▸ Aim
Find every line in the records below that contains the word "report" and copy each of those lines in full.

* * *

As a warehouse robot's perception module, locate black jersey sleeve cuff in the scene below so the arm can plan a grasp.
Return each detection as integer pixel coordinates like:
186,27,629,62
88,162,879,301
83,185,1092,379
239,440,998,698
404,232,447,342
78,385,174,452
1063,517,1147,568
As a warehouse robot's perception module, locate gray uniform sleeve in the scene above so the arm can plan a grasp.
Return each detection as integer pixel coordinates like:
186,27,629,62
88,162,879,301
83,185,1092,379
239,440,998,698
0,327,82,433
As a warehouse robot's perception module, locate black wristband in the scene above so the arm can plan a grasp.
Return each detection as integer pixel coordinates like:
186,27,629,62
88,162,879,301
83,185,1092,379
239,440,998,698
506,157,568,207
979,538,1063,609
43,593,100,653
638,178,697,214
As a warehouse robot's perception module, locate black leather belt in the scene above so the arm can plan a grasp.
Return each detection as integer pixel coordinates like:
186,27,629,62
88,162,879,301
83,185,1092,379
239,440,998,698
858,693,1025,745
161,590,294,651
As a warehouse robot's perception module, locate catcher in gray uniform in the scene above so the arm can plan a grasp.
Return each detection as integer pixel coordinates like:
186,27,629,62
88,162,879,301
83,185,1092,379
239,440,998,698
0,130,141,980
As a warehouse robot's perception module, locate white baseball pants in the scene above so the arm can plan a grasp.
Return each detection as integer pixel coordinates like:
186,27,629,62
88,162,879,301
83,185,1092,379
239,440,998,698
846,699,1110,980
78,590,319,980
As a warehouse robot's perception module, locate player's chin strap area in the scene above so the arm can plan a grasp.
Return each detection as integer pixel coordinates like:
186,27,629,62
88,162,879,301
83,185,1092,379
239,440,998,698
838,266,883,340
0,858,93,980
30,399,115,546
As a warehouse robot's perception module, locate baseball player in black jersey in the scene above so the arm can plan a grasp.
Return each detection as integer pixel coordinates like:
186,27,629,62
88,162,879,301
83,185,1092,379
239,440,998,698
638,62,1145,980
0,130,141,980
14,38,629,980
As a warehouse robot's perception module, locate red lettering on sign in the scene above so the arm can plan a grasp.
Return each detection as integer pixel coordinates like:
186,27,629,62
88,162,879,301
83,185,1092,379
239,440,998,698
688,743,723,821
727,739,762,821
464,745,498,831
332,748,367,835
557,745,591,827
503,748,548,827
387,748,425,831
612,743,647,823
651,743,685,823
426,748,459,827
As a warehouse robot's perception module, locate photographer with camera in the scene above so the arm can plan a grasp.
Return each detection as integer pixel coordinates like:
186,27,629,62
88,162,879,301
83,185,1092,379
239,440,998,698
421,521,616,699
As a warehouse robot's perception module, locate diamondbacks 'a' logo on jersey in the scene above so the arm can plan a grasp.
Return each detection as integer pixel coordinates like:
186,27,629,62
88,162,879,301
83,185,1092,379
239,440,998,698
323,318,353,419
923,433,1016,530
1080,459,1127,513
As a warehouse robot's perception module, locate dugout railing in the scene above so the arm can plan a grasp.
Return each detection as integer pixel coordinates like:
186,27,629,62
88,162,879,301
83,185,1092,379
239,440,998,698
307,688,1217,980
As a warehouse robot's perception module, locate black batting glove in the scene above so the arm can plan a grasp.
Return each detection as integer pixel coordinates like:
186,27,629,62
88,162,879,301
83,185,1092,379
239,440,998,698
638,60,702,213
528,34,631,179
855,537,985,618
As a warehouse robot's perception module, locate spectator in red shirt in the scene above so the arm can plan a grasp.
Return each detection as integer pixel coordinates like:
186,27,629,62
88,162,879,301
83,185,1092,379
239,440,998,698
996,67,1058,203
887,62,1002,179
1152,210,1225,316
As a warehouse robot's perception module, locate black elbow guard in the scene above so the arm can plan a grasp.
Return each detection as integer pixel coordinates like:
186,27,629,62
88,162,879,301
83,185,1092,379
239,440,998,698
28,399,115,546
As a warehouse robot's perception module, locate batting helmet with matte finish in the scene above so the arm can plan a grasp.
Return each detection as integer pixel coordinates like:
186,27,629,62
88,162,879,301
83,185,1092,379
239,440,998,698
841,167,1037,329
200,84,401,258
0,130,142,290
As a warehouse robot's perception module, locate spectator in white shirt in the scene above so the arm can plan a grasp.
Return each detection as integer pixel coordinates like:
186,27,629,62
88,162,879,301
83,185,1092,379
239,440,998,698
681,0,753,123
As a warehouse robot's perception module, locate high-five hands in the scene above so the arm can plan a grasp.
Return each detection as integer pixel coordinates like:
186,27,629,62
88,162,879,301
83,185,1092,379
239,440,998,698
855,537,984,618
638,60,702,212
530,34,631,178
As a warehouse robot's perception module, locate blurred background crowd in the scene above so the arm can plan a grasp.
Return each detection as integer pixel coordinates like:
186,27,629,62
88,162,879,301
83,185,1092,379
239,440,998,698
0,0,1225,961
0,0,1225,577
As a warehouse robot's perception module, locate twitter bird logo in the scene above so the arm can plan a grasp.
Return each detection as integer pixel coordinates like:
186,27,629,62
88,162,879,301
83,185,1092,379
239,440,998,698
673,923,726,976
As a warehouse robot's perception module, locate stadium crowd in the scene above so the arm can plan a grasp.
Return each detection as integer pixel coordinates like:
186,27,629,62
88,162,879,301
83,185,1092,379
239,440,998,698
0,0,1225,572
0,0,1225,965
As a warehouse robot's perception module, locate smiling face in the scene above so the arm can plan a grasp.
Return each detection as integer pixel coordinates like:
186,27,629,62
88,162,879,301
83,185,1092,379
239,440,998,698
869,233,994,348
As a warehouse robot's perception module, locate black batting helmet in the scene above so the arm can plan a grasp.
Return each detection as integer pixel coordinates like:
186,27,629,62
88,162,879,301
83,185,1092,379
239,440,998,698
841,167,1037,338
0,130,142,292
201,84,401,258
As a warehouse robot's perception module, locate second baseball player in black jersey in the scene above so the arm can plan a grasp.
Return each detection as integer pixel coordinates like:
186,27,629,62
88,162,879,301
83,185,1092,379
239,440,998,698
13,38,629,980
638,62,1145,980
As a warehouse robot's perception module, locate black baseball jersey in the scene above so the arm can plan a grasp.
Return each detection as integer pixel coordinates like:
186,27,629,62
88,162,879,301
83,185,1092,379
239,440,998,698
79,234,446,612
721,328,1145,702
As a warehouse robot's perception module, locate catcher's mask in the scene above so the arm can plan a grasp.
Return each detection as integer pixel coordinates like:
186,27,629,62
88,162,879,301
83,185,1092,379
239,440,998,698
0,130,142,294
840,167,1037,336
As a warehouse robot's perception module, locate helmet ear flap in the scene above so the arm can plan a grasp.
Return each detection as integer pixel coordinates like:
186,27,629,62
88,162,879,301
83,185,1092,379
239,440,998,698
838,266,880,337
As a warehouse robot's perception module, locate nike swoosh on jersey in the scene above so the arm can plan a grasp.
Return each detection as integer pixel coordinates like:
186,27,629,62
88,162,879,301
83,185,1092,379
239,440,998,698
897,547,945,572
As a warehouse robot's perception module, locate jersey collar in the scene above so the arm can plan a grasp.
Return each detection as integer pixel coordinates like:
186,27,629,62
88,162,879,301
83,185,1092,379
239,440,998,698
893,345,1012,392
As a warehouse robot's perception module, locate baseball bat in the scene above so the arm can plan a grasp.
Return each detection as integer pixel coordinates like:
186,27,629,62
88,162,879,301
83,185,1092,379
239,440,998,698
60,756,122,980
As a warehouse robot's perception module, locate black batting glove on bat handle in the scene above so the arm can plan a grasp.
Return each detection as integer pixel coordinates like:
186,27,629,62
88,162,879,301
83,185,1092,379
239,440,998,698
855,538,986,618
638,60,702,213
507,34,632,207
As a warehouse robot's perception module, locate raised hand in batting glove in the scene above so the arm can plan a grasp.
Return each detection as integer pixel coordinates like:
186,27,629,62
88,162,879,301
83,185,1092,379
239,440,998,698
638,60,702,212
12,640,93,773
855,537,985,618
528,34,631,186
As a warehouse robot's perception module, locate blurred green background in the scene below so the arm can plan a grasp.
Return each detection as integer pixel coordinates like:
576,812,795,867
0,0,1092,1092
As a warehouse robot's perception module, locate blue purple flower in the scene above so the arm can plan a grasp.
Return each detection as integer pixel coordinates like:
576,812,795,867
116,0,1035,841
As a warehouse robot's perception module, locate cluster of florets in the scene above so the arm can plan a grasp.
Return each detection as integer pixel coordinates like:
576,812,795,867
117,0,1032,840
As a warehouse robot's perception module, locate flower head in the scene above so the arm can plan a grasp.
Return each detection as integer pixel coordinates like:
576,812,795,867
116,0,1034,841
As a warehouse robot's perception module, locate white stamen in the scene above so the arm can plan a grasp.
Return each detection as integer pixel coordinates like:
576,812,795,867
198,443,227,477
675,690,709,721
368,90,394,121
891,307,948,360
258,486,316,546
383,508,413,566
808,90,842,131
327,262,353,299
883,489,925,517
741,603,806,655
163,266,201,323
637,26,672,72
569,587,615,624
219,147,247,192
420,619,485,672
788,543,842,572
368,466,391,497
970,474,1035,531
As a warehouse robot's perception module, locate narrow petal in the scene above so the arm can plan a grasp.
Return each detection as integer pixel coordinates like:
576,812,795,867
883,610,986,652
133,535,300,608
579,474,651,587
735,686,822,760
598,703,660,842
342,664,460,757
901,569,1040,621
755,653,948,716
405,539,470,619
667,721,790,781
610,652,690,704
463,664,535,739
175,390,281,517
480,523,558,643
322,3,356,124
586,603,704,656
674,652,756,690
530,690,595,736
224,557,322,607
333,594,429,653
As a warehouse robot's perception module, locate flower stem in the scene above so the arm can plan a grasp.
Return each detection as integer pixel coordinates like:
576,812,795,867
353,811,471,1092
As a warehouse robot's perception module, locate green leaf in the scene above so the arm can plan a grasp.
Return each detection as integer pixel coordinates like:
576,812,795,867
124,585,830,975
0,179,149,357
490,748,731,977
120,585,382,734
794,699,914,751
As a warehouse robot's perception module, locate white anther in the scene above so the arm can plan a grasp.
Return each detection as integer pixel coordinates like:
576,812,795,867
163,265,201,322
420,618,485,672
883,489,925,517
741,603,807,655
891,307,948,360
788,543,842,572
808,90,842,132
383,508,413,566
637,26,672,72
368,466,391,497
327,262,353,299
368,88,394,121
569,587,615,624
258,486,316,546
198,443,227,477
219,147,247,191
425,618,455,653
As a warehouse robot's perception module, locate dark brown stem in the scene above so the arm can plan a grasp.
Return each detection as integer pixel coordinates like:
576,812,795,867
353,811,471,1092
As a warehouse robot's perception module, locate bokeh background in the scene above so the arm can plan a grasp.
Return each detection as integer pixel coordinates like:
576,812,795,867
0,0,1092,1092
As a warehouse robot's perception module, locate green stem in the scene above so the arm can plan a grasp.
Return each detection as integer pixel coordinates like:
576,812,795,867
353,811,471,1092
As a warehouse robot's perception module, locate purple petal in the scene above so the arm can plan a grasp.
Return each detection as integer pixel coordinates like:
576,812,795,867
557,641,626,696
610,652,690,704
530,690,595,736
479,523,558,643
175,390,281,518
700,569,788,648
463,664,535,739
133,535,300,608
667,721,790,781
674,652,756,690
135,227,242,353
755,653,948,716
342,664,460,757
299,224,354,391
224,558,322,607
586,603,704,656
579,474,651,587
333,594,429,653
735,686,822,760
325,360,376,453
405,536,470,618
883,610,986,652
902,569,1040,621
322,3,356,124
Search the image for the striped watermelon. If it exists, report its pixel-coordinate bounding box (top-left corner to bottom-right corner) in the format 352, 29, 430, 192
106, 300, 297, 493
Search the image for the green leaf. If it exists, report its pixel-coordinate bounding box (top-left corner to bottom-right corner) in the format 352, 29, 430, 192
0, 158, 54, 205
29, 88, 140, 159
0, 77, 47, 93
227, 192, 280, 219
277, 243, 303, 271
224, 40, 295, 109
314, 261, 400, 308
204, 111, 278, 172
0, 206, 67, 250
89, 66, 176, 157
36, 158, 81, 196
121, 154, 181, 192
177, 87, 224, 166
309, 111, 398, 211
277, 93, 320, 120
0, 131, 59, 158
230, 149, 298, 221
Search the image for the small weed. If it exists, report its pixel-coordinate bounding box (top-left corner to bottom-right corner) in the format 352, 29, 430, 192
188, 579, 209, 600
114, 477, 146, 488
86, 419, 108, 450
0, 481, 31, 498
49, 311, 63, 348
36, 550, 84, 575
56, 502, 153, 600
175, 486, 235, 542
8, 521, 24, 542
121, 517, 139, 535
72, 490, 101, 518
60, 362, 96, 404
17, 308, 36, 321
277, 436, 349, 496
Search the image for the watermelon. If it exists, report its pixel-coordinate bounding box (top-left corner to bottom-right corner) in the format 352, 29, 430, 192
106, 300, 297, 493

* * *

▸ Solution to the exercise
Search the image for the striped watermelon. If it exists, report its pixel-coordinate bounding box (top-left corner to bottom-right corner) in the format 352, 29, 430, 192
Search the image for the green leaf. If it exists, report its pixel-coordinate bounding box (top-left corner to bottom-right corner) in the format 352, 29, 430, 192
Search the image for the small weed. If it exists, report its pixel-coordinate bounding box (top-left corner to bottom-right corner) in the format 352, 29, 430, 192
Search the image for the watermelon. If it exists, report its pixel-coordinate bounding box (top-left corner to bottom-right corner) in the format 352, 29, 430, 192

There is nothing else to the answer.